--- SOURCE EXTRACT ---
▼
It looks like for young people (20's) both height and adiposity hover around .80. But as people get older genetic factors become less important for adiposity but remain somewhat stable (around .80) for height.
A Twin Study of Human Obesity
http://jama.jamanetwork.com/article.aspx?articleid=359582
Height, weight, and body mass index (BMI) were assessed in a sample of 1974 monozygotic and 2097 dizygotic male twin pairs. Concordance rates for different degrees of overweight were twice as high for monozygotic twins as for dizygotic twins. Classic twin methods estimated a high heritability for height, weight, and BMI, both at age 20 years (.80,.78, and.77, respectively) and at a 25-year follow-up (.80,.81, and.84, respectively). Height, weight, and BMI were highly correlated across time, and a path analysis suggested that the major part of that covariation was genetic. These results are similar to those of other twin studies of these measures and suggest that human fatness is under substantial genetic control.
A Cross-sectional Examination of Height, Weight, and Body Mass Index in Adult Twins
http://biomedgerontology.oxfordjournals.org/content/50A/4/B237.short
A cross-sectional twin design was used to study the developmental nature of genetic and environmental influences on height, weight, and body mass index. The sample of same-sex adult male and female twins consisted of 586 monozygotic and 447 like-sex dizygotic twin pairs aged 18 to 81 years. Means and variances suggested normative age differences for all three physical variables. Biometrical model-fitting with maximum likelihood methods of parameter estimation indicated that the general best-fitting model across the age groups for height, weight, and body mass index was one in which the genetic effects were additive and the environmental effects were from nonshared, idiosyncratic experiences. The best-fitting cross-sectional biometrical model for height, weight, and body mass index indicated that additive genetic variance remained stable while nonshared environmental variance increased with age. This increase in environmental variance but stable genetic variance resulted in decreasing heritability with age for height (heritability ranging from 0.89 in the youngest group to 0.87 in the oldest), weight (heritability ranging from 0.86 in the youngest group to 0.70 in the oldest), and body mass index (heritability ranging from 0.82 in the youngest group to 0.63 in the oldest).
▲
[Data entries]
▼
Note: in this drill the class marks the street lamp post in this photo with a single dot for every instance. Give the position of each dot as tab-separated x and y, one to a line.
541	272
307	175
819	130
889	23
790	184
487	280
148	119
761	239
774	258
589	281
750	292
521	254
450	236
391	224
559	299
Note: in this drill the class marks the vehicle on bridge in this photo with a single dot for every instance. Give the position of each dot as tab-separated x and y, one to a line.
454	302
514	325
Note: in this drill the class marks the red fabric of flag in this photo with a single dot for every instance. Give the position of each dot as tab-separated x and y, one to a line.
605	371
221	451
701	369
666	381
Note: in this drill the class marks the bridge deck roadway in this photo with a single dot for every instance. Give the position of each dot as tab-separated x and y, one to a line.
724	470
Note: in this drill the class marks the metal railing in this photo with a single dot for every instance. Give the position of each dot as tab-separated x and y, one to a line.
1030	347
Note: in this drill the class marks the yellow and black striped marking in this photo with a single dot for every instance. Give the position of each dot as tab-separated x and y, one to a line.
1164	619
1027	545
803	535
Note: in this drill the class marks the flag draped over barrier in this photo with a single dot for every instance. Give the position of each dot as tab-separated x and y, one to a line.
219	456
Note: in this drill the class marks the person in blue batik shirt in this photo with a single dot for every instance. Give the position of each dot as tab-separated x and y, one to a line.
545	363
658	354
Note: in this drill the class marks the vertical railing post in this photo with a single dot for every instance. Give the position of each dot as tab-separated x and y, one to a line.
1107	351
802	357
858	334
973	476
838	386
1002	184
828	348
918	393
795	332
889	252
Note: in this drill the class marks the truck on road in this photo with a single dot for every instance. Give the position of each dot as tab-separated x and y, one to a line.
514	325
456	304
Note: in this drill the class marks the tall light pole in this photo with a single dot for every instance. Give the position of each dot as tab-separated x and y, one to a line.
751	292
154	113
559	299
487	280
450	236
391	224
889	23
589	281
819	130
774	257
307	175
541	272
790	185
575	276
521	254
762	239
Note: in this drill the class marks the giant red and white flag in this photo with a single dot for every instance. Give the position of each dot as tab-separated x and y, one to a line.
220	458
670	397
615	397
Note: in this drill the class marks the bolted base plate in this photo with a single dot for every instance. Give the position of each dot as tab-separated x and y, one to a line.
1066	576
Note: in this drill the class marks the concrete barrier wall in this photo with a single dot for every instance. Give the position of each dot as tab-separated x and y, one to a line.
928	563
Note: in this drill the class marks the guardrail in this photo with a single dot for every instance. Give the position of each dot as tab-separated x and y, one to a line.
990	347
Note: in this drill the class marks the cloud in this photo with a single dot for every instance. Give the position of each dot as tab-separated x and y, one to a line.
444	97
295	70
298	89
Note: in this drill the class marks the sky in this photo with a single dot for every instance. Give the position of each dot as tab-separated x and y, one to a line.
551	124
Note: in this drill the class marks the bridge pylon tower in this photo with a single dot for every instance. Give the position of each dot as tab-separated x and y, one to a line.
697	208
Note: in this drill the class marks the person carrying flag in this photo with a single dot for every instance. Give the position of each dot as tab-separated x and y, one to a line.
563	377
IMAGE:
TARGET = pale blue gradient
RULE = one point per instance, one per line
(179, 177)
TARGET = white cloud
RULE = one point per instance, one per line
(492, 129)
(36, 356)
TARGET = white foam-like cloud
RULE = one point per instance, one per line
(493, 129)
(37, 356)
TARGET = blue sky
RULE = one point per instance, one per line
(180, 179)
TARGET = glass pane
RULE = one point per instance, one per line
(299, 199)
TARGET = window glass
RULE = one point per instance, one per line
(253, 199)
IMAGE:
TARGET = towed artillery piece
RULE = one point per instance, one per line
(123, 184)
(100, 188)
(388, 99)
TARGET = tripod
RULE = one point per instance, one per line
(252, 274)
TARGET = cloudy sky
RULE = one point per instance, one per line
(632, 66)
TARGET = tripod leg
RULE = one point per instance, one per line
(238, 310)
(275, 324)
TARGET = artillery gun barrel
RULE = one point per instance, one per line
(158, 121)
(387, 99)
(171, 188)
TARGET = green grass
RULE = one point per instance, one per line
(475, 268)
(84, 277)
▲
▼
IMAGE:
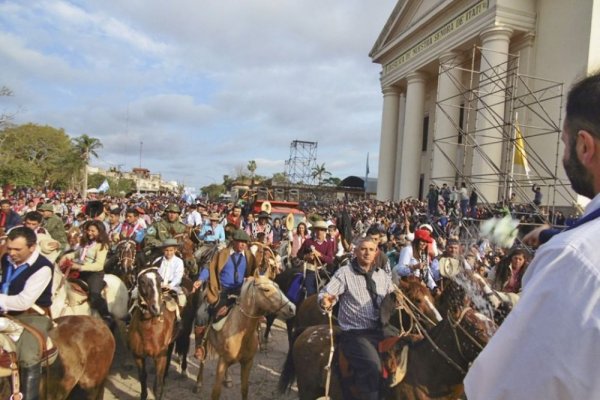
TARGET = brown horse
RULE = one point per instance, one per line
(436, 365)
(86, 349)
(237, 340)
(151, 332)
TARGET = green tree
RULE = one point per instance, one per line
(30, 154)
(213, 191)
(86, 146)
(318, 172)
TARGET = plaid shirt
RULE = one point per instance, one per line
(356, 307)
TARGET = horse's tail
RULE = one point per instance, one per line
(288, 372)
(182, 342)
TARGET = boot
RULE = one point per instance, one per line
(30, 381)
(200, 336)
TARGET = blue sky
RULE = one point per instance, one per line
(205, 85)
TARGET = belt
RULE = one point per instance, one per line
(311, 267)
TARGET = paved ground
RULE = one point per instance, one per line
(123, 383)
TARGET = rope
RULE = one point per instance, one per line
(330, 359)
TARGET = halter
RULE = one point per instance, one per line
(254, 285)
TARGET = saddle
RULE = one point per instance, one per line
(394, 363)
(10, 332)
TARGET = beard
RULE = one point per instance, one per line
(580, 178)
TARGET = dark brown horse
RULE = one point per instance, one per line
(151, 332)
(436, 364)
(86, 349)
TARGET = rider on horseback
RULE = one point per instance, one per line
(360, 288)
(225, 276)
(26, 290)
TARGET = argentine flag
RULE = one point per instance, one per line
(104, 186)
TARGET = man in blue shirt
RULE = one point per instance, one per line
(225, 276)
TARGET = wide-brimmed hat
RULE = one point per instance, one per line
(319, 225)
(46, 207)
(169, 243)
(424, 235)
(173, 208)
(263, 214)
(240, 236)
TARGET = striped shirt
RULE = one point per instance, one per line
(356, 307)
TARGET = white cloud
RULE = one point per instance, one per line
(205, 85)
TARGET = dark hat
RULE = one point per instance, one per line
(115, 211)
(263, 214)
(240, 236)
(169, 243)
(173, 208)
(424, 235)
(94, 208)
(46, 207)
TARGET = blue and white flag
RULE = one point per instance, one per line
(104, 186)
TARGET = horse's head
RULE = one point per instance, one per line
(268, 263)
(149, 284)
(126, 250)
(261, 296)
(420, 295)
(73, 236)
▲
From the twin-study passage, list every heritability value reported for the cross-sectional study of adult twins, giving the measure and age group for each. Work only from the twin-study passage; the items are not needed.

--- RESULT FOR THIS EXERCISE ---
- Height, youngest group: 0.89
- Height, oldest group: 0.87
- Weight, youngest group: 0.86
- Weight, oldest group: 0.70
- Body mass index, youngest group: 0.82
- Body mass index, oldest group: 0.63